About this exercise: Write the data below out again in full, exactly as shown.

Provided material:
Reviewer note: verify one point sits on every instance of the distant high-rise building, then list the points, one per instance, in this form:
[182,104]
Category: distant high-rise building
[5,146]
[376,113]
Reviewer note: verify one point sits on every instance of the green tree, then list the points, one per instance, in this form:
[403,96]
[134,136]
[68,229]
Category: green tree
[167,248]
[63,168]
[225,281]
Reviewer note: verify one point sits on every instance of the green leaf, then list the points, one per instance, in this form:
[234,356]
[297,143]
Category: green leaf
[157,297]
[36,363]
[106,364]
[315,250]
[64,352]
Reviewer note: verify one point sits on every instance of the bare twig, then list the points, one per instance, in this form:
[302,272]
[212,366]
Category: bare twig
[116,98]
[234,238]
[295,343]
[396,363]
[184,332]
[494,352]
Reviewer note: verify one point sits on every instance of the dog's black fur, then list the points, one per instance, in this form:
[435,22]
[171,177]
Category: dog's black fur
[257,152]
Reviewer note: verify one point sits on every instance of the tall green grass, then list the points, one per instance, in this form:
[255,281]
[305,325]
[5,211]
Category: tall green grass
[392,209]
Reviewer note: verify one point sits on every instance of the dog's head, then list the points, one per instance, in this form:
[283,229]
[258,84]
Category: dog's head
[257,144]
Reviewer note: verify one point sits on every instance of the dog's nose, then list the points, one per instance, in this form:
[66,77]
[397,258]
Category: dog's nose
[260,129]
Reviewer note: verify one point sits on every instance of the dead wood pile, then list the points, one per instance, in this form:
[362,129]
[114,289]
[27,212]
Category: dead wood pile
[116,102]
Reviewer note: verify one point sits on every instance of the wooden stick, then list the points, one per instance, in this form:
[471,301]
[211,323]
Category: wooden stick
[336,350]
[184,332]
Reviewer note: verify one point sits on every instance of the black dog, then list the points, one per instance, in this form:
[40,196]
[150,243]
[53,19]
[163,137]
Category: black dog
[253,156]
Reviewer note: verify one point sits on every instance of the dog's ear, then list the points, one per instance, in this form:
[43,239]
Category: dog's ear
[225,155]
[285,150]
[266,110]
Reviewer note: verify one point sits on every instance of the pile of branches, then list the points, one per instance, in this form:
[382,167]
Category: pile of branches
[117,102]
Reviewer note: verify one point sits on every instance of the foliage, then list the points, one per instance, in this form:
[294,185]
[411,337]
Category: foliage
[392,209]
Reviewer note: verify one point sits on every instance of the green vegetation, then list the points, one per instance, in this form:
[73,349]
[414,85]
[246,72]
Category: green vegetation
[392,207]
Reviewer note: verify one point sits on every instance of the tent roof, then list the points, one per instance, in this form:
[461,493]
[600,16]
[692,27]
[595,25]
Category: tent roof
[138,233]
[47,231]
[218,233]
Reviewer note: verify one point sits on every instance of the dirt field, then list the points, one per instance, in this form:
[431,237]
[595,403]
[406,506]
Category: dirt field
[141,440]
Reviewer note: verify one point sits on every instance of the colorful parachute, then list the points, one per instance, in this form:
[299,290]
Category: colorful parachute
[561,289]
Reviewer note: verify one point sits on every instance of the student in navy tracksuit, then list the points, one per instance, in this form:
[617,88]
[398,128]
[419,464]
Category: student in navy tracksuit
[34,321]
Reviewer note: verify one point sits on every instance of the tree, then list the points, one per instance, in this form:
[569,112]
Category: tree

Exercise solution:
Reviewer note: verify one point sits on every instance of the distant high-rise building, then list the points, one per instance, in this form:
[182,104]
Category: distant high-rise building
[5,146]
[376,113]
Reviewer note: verify one point sits on every instance of the green tree, then list the points, one per instance, in this form:
[403,96]
[134,136]
[68,229]
Category: green tree
[167,248]
[63,168]
[225,281]
Reviewer note: verify one point sits on every instance of the green leaf, then list the points, one per instance, in this form:
[234,356]
[297,143]
Category: green leaf
[157,297]
[36,363]
[106,364]
[315,250]
[64,352]
Reviewer note: verify one point sits on every instance of the bare twig, then list the points, one per instance, in this form:
[302,272]
[212,366]
Category: bare twig
[116,98]
[234,238]
[295,343]
[396,363]
[184,332]
[494,352]
Reviewer note: verify one point sits on every instance of the dog's black fur, then list the points, one per instance, in this form:
[435,22]
[171,177]
Category: dog's black fur
[257,152]
Reviewer note: verify one point sits on every instance of the tall green grass, then list the points, one per instance, in this form:
[255,281]
[305,325]
[5,211]
Category: tall green grass
[392,209]
Reviewer note: verify one point sits on every instance of the dog's head, then list the points, one per instance, in this form:
[283,229]
[258,84]
Category: dog's head
[257,144]
Reviewer note: verify one point sits on every instance of the dog's nose, then list the points, one per instance, in this form:
[66,77]
[397,258]
Category: dog's nose
[260,129]
Reviewer note: verify one point sits on every instance of the dead wood pile, then list the points, one per instance, in this form:
[362,129]
[114,289]
[27,212]
Category: dead wood pile
[116,102]
Reviewer note: verify one point sits on every instance of the wooden stick, then list the points, one per instance, in this form:
[471,301]
[211,323]
Category: wooden stick
[336,350]
[184,332]
Reviewer note: verify one point sits on every instance of the black dog, then list the points, one per instance, in this form:
[40,196]
[150,243]
[53,19]
[163,137]
Category: black dog
[253,156]
Reviewer note: verify one point sits on every instance of the dog's ear, then list the points, one per instance, in this form:
[43,239]
Category: dog's ear
[225,155]
[285,150]
[266,110]
Reviewer note: verify one point sits on every instance of the pile of branches, then list the points, one per instance, in this form:
[382,167]
Category: pile of branches
[117,102]
Reviewer note: verify one point sits on every instance of the foliage, then list the points, one per instance, in this form:
[294,185]
[411,337]
Category: foliage
[392,209]
Reviewer note: verify one point sits on every instance of the green vegetation, then list the points, one per instance, in this form:
[73,349]
[414,85]
[246,72]
Category: green vegetation
[392,207]
Reviewer note: verify one point sits on every instance of the tent roof, then list the points, one per instance, in this form:
[461,493]
[600,16]
[692,27]
[595,25]
Category: tent roof
[138,233]
[47,231]
[218,233]
Reviewer note: verify one point sits on every instance of the dirt field, then list the points, one per instance, in this form:
[431,237]
[595,403]
[406,506]
Category: dirt field
[141,440]
Reviewer note: verify one point sits on every instance of the colorful parachute, then list the points, one per instance, in this form:
[299,290]
Category: colorful parachute
[561,289]
Reviewer note: verify one point sits on every instance of the student in navy tracksuit, then list the points, one per instance, in this form:
[617,88]
[398,128]
[419,464]
Category: student in navy tracksuit
[34,321]
Reviewer note: verify one point sits on every instance of the tree, then list the points, one per instance, in this form:
[569,112]
Category: tree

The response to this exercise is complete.